◆ Aim of the exercise ◆
Can you copy every entry below word for word, leaving out the pictures?

[Begin Extracted data]

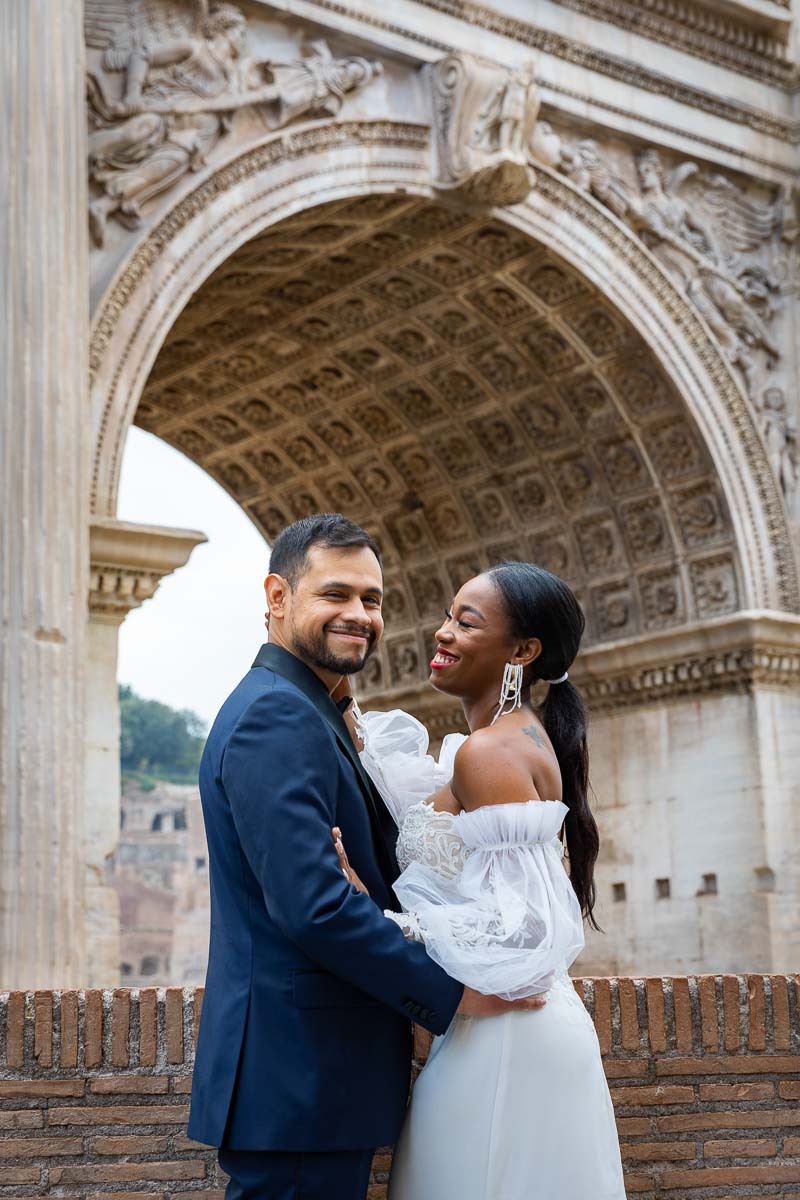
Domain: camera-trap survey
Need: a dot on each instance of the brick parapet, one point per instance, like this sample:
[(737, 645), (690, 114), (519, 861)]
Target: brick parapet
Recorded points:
[(704, 1073)]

[End Extracted data]

◆ Solution for this problem ◆
Domain: camera-trap survey
Need: a dot on each instance of the brick parapet, one point per instance, like this sample:
[(737, 645), (690, 114), (519, 861)]
Target: brick parapet
Recorded points:
[(704, 1073)]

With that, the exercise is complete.